Written instruction — Copy the passage about Ribeiro's role with the Stars word for word.

--- Given text ---

And while the road through the Metroplex hasn't been entirely smooth for the former Montreal Canadiens second-round pick, those obstacles have been minor speed bumps in the grand scheme of things. Ribeiro has been nothing short of the Stars most breathtaking playmaker since joining the team in 2006, executing no-look passes with ease and terrifying a generation of goalies with his shots from behind the goal line.
Ribeiro led the team in scoring for three consecutive seasons before an errant stick to the throat cost him a chunk of 2009-10, and last year he posted his third 50-assist campaign in four seasons.
But the Stars will be asking even more from the 31-year-old center this year.
How much more? Find out after the jump.With the departure of Brad Richards for the New York Rangers, Riberio will become the veteran focal point for the Stars offense once again. And while Richards might have received the lion's share of national media attention for his 77-point season last year, other teams still approached Ribeiro as the Stars No. 1 center.

--- Provided data ---

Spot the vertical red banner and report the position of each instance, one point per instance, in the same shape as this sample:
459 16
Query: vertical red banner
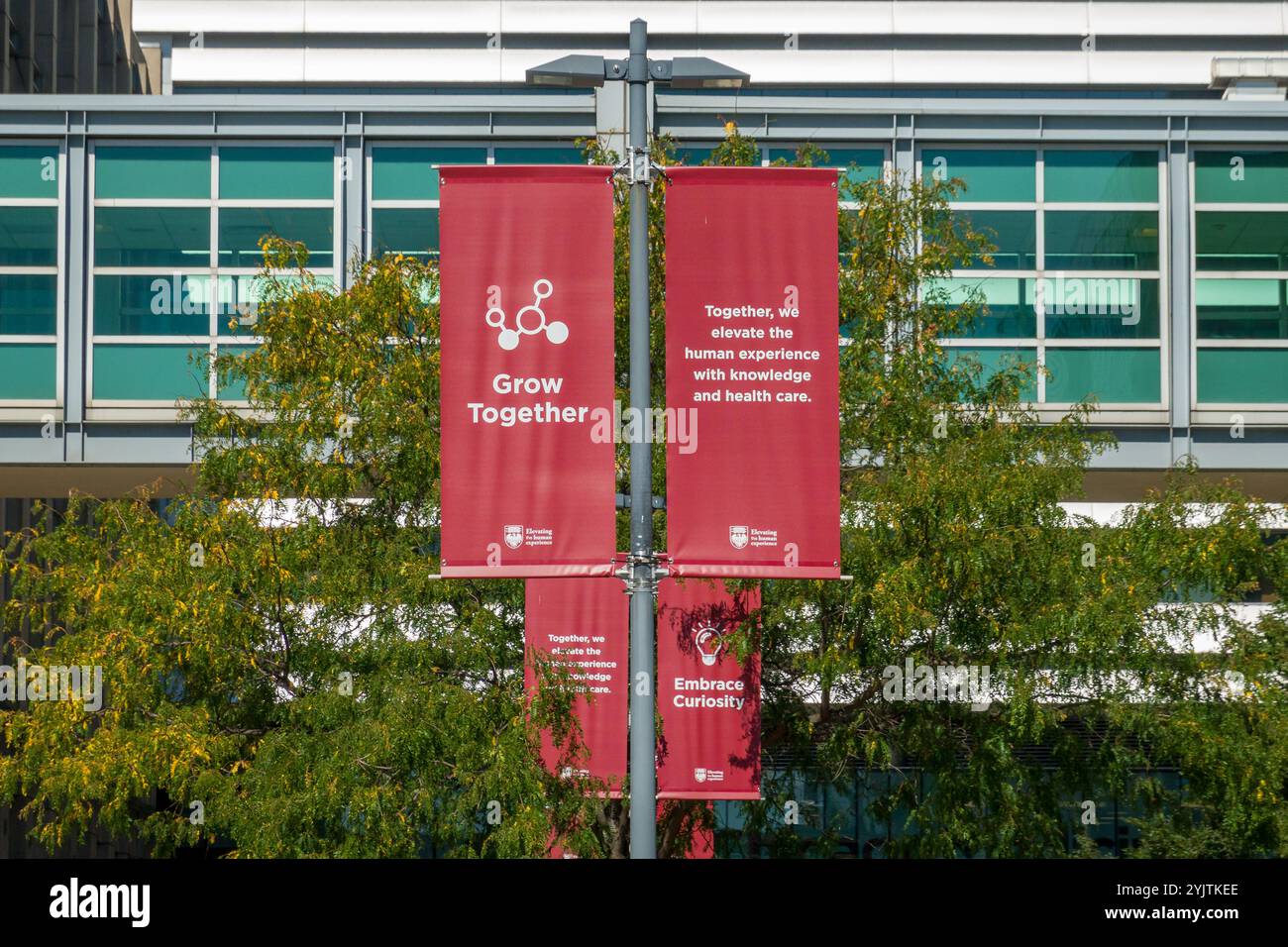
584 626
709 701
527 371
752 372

---

The answer —
And while the road through the Metroplex hasn't been entirely smooth for the former Montreal Canadiens second-round pick, those obstacles have been minor speed bumps in the grand scheme of things. Ribeiro has been nothing short of the Stars most breathtaking playmaker since joining the team in 2006, executing no-look passes with ease and terrifying a generation of goalies with his shots from behind the goal line.
Ribeiro led the team in scoring for three consecutive seasons before an errant stick to the throat cost him a chunk of 2009-10, and last year he posted his third 50-assist campaign in four seasons.
But the Stars will be asking even more from the 31-year-old center this year.
How much more? Find out after the jump.With the departure of Brad Richards for the New York Rangers, Riberio will become the veteran focal point for the Stars offense once again. And while Richards might have received the lion's share of national media attention for his 77-point season last year, other teams still approached Ribeiro as the Stars No. 1 center.